- **QUÉ SE PIDE**:
a) Según el texto sobre los colibríes y la infancia, ¿hasta cuántas veces por segundo pueden batir sus alas los colibríes?
b) Continúa, por favor, el texto sobre los colibríes y la infancia a partir de su última oración.

======== TEXTO FUENTE ========

El cuerpo de los recién nacidos humanos. Crecer. La resiliencia: energía de colibrí. También nosotros: cuidadores, madres y padres atentos y en constante movimiento (en alguna parte leí que los infantes pueden requerir atención o ayuda de sus progenitores cada cinco segundos como promedio diario).
Miden entre 7 y 13 centímetros, los colibríes, y muchos pesan apenas lo que una moneda pequeña. Vuelan a velocidades exorbitantes para su tamaño (50 y algo kms/hora), y son capaces de batir sus alas hasta 70 veces por segundo.
Los vuelos gigantes de la pequeñez: cruzar de norte a sur una ciudad enorme, pasar días largos en salacunas, jardines, escuelas, horas que se suman a muchas otras en el tráfico detenido, el transporte público (donde la norma no suele ser ceder el asiento a los niños, o a sus ma/padres que los acompañan). Jornadas equivalentes a las nuestras, de adultos que trabajan, pero en cuerpos que miden la mitad de los nuestros, a veces un tercio, o menos.
Los colibríes tienen alas firmes, pueden emprender migraciones de hasta tres mil kilómetros y una especie cruza el Golfo de México (unos 800 kms) sin parar una sola vez, dos veces al año: primavera y otoño, aun con viento y lluvias. Los humanos también migran. O deben escapar.
Niños y familias, diásporas en todo el globo. Destinos planificados o intempestivos, sin tiempo de mirar los mapas porque arrecia el espanto. Los desiertos si hablaran; las barcas hacinadas y trémulas en alta mar. ¿Preguntarán algo los niños en estas travesías o sólo callan y confían en sus padres?
No sabemos de resiliencia, o muy poco en verdad, si nunca hemos vivido a la deriva o necesitado refugio; si jamás hemos debido temer no poder alimentar a nuestros hijos, o arroparlos antes del sueño. Un vaso de agua. Un vaso.
Los objetos más familiares, los actos más cotidianos –que solemos no ver como milagro-, en ausencia, son una herida mayor. La intemperie “bajo las estrellas” difícilmente puede ser mágica sintiendo el cuerpo frágil, en peligro. ¿Qué significará, ahí, el canto de un pájaro? No puedo imaginar si alegra; si duele.
El corazón de los niños. ¿Cómo late en el miedo, en la soledad, sintiéndose simplemente diferentes, o demasiado bajitos en un mundo enorme? Cuál es el pulso, la noche antes de cumpleaños o navidades, acariciando una mascota o viendo el primer arcoíris de sus vidas. ¿Y si escuchan a sus padres y madres discutir, o descubren que también los adultos, a veces, pueden llorar como niños? Latidos que exceden la capacidad del cuerpo que los contiene.

======== DATOS SIN PROCESAR ========

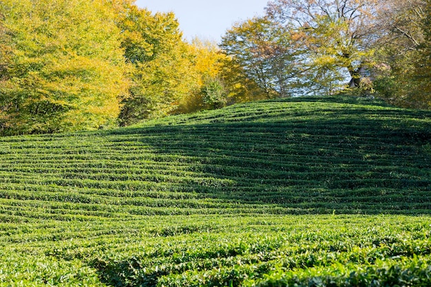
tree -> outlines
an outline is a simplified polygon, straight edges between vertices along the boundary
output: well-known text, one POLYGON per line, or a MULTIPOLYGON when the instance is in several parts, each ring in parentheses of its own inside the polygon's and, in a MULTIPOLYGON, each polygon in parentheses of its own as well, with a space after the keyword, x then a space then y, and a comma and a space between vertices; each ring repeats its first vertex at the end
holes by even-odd
POLYGON ((191 56, 178 25, 173 13, 153 14, 134 5, 127 7, 120 27, 132 84, 123 101, 122 125, 169 114, 197 88, 191 56))
POLYGON ((2 133, 116 121, 128 83, 112 2, 4 0, 0 15, 2 133))
MULTIPOLYGON (((295 49, 306 52, 312 81, 331 89, 358 87, 373 53, 378 33, 376 0, 275 0, 268 16, 284 25, 297 40, 295 49)), ((335 92, 335 91, 333 91, 335 92)))
POLYGON ((231 57, 227 64, 237 74, 233 78, 237 83, 247 78, 251 88, 246 86, 246 90, 257 87, 266 98, 272 98, 291 96, 296 83, 300 53, 290 49, 291 41, 275 23, 255 17, 234 25, 222 37, 220 47, 231 57))
POLYGON ((194 38, 187 43, 191 65, 194 74, 194 89, 181 101, 176 113, 193 112, 204 109, 217 109, 229 100, 227 88, 222 78, 223 63, 226 56, 217 44, 194 38))
POLYGON ((384 34, 377 41, 374 86, 390 102, 430 108, 430 1, 394 3, 382 11, 379 26, 384 34))

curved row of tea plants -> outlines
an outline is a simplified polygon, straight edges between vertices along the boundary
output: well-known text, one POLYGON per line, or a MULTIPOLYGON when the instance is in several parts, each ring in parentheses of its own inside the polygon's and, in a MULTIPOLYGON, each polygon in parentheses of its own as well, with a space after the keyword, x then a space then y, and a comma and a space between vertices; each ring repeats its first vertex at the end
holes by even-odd
POLYGON ((430 286, 430 191, 431 112, 364 98, 0 138, 0 286, 430 286))

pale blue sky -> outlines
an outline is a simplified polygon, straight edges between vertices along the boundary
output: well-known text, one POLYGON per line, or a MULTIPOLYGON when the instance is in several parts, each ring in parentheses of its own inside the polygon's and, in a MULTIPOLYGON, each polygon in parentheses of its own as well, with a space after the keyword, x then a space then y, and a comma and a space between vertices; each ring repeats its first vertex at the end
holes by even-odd
POLYGON ((263 15, 268 0, 137 0, 151 12, 172 11, 186 39, 193 36, 220 42, 233 23, 263 15))

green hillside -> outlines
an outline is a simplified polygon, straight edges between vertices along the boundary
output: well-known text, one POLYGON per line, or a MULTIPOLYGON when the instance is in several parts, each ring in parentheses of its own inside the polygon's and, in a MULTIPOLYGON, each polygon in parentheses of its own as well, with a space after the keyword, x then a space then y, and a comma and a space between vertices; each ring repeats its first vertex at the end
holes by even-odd
POLYGON ((431 286, 430 214, 431 111, 375 100, 0 138, 0 286, 431 286))

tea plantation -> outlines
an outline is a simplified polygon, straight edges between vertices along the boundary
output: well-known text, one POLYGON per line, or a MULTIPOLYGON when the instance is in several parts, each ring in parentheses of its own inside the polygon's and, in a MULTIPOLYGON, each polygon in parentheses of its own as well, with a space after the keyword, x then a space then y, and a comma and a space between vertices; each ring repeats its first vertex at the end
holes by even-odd
POLYGON ((236 105, 0 138, 0 286, 430 286, 431 111, 236 105))

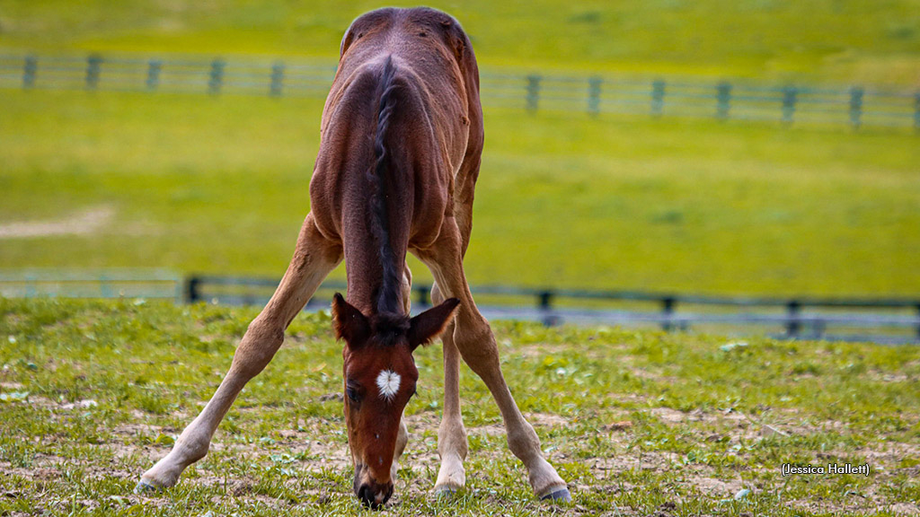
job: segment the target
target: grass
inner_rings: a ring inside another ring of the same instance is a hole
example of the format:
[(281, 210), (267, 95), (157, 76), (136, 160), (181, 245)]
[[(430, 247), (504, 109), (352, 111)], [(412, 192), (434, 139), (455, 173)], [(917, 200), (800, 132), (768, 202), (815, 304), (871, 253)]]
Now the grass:
[[(363, 512), (351, 494), (341, 404), (328, 396), (341, 389), (340, 345), (322, 313), (295, 319), (210, 454), (177, 488), (131, 493), (213, 393), (254, 314), (143, 301), (0, 300), (0, 513)], [(567, 513), (918, 510), (918, 349), (763, 339), (723, 349), (723, 339), (707, 335), (505, 322), (494, 328), (515, 397), (570, 483)], [(466, 369), (468, 486), (453, 502), (431, 496), (438, 346), (419, 350), (417, 362), (408, 457), (385, 512), (547, 511), (507, 451), (488, 390)], [(783, 477), (784, 463), (868, 463), (871, 474)]]
[[(0, 110), (0, 224), (114, 214), (88, 235), (6, 238), (0, 265), (284, 270), (309, 210), (320, 100), (7, 91)], [(473, 283), (920, 292), (915, 135), (486, 116)]]
[[(859, 0), (432, 1), (487, 65), (916, 86), (920, 6)], [(6, 48), (333, 57), (365, 0), (0, 2)]]

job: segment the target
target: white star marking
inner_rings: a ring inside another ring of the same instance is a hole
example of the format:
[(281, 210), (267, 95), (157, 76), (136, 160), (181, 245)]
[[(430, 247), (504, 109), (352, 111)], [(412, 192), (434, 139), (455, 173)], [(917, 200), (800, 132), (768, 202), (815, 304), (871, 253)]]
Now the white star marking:
[(392, 370), (384, 370), (377, 375), (377, 388), (380, 389), (380, 397), (389, 402), (399, 391), (399, 373)]

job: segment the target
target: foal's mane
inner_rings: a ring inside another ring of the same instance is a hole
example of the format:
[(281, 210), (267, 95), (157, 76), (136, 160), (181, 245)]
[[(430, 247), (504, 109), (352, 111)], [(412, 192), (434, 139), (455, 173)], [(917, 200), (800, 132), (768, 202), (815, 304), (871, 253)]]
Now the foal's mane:
[(383, 270), (383, 282), (377, 293), (377, 314), (399, 314), (399, 290), (402, 264), (397, 264), (393, 246), (390, 242), (389, 212), (386, 207), (388, 197), (386, 174), (389, 155), (386, 152), (385, 137), (397, 100), (397, 84), (394, 80), (396, 66), (392, 56), (386, 58), (383, 75), (380, 77), (380, 107), (377, 111), (377, 131), (374, 141), (374, 167), (368, 171), (371, 201), (371, 233), (376, 241)]

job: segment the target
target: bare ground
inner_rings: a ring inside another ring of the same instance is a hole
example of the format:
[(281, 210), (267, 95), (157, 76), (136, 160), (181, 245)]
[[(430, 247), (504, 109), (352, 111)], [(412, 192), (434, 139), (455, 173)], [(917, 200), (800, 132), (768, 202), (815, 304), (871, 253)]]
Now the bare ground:
[[(18, 386), (5, 385), (3, 387), (6, 389), (15, 389)], [(41, 397), (30, 397), (29, 402), (34, 407), (50, 410), (52, 414), (60, 418), (67, 418), (68, 415), (75, 411), (82, 411), (93, 408), (93, 404), (88, 400), (61, 404)], [(247, 408), (242, 409), (247, 410)], [(256, 409), (251, 408), (251, 410)], [(647, 409), (647, 411), (650, 417), (659, 419), (669, 425), (679, 425), (696, 421), (711, 424), (719, 430), (719, 433), (703, 438), (707, 440), (729, 440), (735, 442), (745, 440), (755, 440), (760, 436), (764, 436), (762, 423), (758, 423), (751, 418), (735, 411), (682, 412), (668, 408), (654, 408)], [(173, 433), (175, 430), (164, 430), (156, 426), (141, 423), (147, 419), (147, 415), (142, 411), (134, 410), (132, 417), (133, 419), (132, 422), (117, 426), (111, 430), (107, 441), (98, 444), (99, 447), (108, 451), (108, 454), (102, 454), (102, 457), (109, 456), (110, 458), (109, 461), (82, 465), (90, 478), (115, 477), (122, 479), (126, 483), (132, 483), (141, 474), (136, 468), (131, 466), (132, 463), (136, 464), (140, 460), (142, 464), (153, 465), (153, 463), (168, 452), (169, 445), (139, 444), (137, 437), (139, 435), (149, 437), (160, 433)], [(558, 415), (534, 413), (527, 415), (527, 417), (537, 429), (547, 428), (547, 430), (550, 430), (556, 426), (565, 426), (568, 424), (567, 419)], [(431, 488), (431, 487), (428, 486), (424, 473), (431, 469), (434, 471), (437, 470), (439, 465), (438, 458), (436, 457), (436, 453), (431, 451), (430, 444), (420, 444), (419, 442), (420, 436), (423, 433), (426, 435), (436, 433), (440, 422), (439, 418), (437, 414), (430, 411), (407, 417), (410, 442), (400, 464), (403, 469), (411, 471), (411, 475), (408, 476), (408, 480), (404, 479), (402, 481), (401, 487), (397, 487), (397, 495), (391, 503), (396, 508), (398, 508), (400, 502), (399, 491), (404, 494), (426, 495)], [(825, 422), (821, 425), (833, 428), (835, 427), (835, 423)], [(351, 458), (343, 438), (317, 440), (318, 436), (322, 436), (321, 430), (328, 430), (329, 425), (328, 421), (319, 418), (311, 418), (301, 419), (299, 424), (300, 430), (298, 431), (282, 430), (278, 431), (280, 440), (270, 447), (266, 447), (264, 444), (258, 442), (236, 442), (231, 440), (229, 435), (219, 431), (212, 445), (211, 455), (220, 455), (222, 457), (232, 457), (247, 462), (270, 465), (270, 460), (269, 459), (270, 454), (282, 451), (283, 454), (289, 454), (292, 457), (304, 458), (290, 463), (290, 466), (296, 469), (316, 473), (328, 469), (344, 472), (351, 468)], [(797, 428), (788, 421), (782, 425), (777, 425), (777, 428), (782, 429), (780, 432), (789, 434), (805, 433), (811, 431), (804, 427)], [(779, 430), (777, 429), (777, 431)], [(467, 431), (471, 437), (477, 435), (494, 437), (503, 434), (504, 430), (500, 424), (491, 424), (470, 427), (467, 429)], [(604, 426), (604, 431), (606, 432), (605, 439), (614, 446), (615, 454), (609, 456), (584, 460), (585, 465), (596, 478), (597, 483), (594, 486), (571, 485), (570, 488), (572, 488), (576, 501), (578, 500), (578, 493), (580, 491), (591, 492), (603, 490), (618, 492), (634, 489), (636, 487), (622, 482), (621, 476), (627, 471), (642, 470), (653, 470), (656, 472), (679, 471), (680, 475), (677, 477), (677, 483), (679, 485), (683, 486), (685, 489), (689, 489), (691, 493), (698, 493), (716, 500), (730, 501), (742, 488), (749, 488), (753, 491), (779, 491), (783, 488), (784, 480), (778, 473), (773, 472), (776, 469), (772, 466), (761, 469), (761, 473), (772, 473), (775, 476), (761, 477), (759, 477), (761, 481), (756, 481), (753, 484), (742, 479), (740, 474), (736, 474), (731, 477), (719, 477), (714, 468), (706, 465), (684, 465), (680, 454), (661, 451), (643, 452), (640, 448), (630, 446), (632, 442), (632, 426), (627, 425), (627, 422), (617, 421), (610, 426)], [(52, 446), (56, 441), (60, 440), (54, 436), (35, 437), (34, 439), (49, 446)], [(415, 442), (415, 446), (413, 446), (413, 442)], [(920, 514), (920, 506), (916, 502), (891, 504), (887, 500), (884, 494), (880, 493), (876, 489), (876, 487), (881, 486), (886, 479), (904, 470), (896, 466), (901, 459), (920, 455), (920, 447), (909, 443), (890, 442), (886, 444), (880, 443), (878, 446), (866, 448), (859, 451), (859, 453), (863, 454), (871, 463), (877, 480), (859, 498), (853, 498), (850, 500), (852, 502), (845, 503), (843, 506), (840, 503), (830, 500), (792, 500), (788, 501), (788, 504), (797, 509), (813, 512), (852, 512), (885, 509), (899, 514)], [(503, 447), (491, 451), (477, 451), (476, 454), (487, 454), (490, 460), (508, 460), (512, 457), (511, 454)], [(557, 457), (553, 457), (553, 454), (550, 454), (550, 461), (559, 461), (564, 458), (564, 454), (561, 454), (561, 456), (558, 455), (558, 453), (557, 454)], [(12, 466), (8, 463), (0, 463), (0, 473), (30, 478), (40, 485), (41, 483), (53, 482), (59, 479), (62, 476), (62, 471), (69, 466), (70, 462), (70, 459), (56, 455), (38, 454), (34, 458), (33, 465), (28, 468)], [(205, 462), (199, 465), (201, 465)], [(917, 469), (917, 467), (913, 468), (914, 470)], [(406, 470), (403, 470), (403, 472), (405, 474)], [(914, 472), (914, 474), (917, 473)], [(475, 471), (469, 471), (467, 475), (473, 477), (478, 476)], [(764, 481), (763, 479), (765, 478), (769, 480)], [(277, 507), (279, 510), (285, 507), (289, 508), (292, 504), (306, 504), (267, 497), (258, 493), (252, 479), (246, 477), (233, 479), (227, 479), (223, 477), (218, 477), (212, 475), (210, 470), (206, 468), (190, 468), (182, 482), (205, 487), (223, 488), (224, 491), (244, 500), (250, 502), (259, 501), (270, 507)], [(485, 484), (489, 483), (488, 480), (484, 482)], [(521, 482), (525, 483), (523, 479)], [(289, 479), (285, 483), (293, 487), (296, 484), (296, 479)], [(329, 498), (331, 494), (347, 491), (348, 488), (332, 485), (324, 486), (322, 483), (319, 483), (316, 488), (307, 489), (305, 493), (303, 493), (304, 489), (302, 486), (296, 488), (296, 489), (301, 496), (301, 501), (303, 501), (307, 497), (312, 500), (322, 500), (324, 498)], [(0, 493), (0, 495), (3, 494)], [(16, 494), (8, 493), (6, 496), (16, 497)], [(482, 497), (489, 498), (495, 496), (482, 494)], [(124, 494), (123, 501), (125, 504), (144, 502), (144, 504), (153, 504), (155, 506), (167, 503), (164, 498), (159, 498), (156, 495), (136, 494)], [(677, 502), (680, 501), (677, 500)], [(75, 503), (84, 508), (93, 508), (99, 504), (98, 501), (90, 500), (68, 501), (68, 504)], [(669, 504), (667, 503), (660, 509), (660, 511), (656, 515), (669, 515), (670, 511), (675, 508), (675, 506), (669, 506)], [(588, 509), (581, 507), (578, 504), (574, 505), (569, 511), (575, 514), (592, 513)], [(623, 515), (634, 514), (628, 508), (620, 508), (617, 509), (617, 511), (618, 514)]]

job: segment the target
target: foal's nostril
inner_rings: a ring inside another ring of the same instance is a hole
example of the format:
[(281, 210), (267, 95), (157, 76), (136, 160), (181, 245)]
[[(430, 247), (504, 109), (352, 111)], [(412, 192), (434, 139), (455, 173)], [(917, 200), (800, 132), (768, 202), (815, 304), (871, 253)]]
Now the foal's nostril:
[(368, 508), (374, 509), (377, 507), (377, 502), (374, 500), (374, 490), (371, 489), (370, 485), (362, 485), (358, 488), (358, 499)]

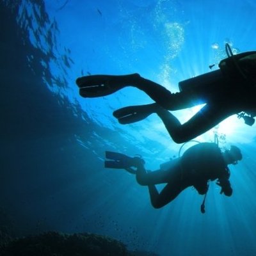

========

- **RESPUESTAS DEL EJERCICIO**:
a) Hasta 70 veces por segundo.

b)
“Las mesas me pegan en el ojo”, “las parkas de los grandes me mojan la cara en el metro”, “hay sillas que necesitan una escalera”, “los grandes empujan y me pisan y en verano ‘no saben’ que duele más con chalitas”, “mi mamá da un paso, yo doy muchos y me canso”. Palabras de los niños. El mundo para quienes tienen tamaño de colibrí.
Diminutos, pero iridiscentes. Si bien algunos colibríes cuentan con pigmentos especiales, la mayoría debe su tonalidad a características de su plumaje que permite refractar la luz.
Vemos un ave tornasol, de tonos azul metálico, luego rojos, oh no, era verde: el más mínimo desplazamiento de ángulo puede resultar en cambios de color rotundos. Colibríes camaleónicos, teatrales, acaso y hasta se divierten en la travesura de confundir a quienes los observan intentando diferenciar una especie de otra.
Los humanos, iridiscentes…podríamos ser. Cada hora de un niño, cada día. También los adultos. Todxs cambiamos según ángulos de luz. Miles de veces, o millones, en horas apenas de un encuentro amoroso.
Jugar con las persianas en noches de plenilunio: cuántos retratos hermosos de nuestros hijos durmiendo quedan en la memoria; o de nuestr@ compañer@ desvistiéndose, cada final de jornada.
Caleidoscopios por doquier, si miramos con atención. Ver cada giro de luz: como hábito, como rito excepcional, como protesta. Da igual. Pero ver. Levantar la vista. Cuánto poder.
Los ojos de mi niña, su luz. Existen sólo en nuestro continente, los colibríes (entre Alaska y Tierra del fuego). ¿Ya vamos a nuestra otra casa? Entre el norte y sur de América, mi hija pequeña deja volar rizos y risas. Dulce. Arrebatada. Su fuego no termino de conocerlo.
También salvajes, los colibríes, si se trata de defender sus territorios de alimentación y sus nidos. Esa furia, tal vez como muchos, puedo entenderla, y hasta hacerla mía. Esa furia no puedo sojuzgarla.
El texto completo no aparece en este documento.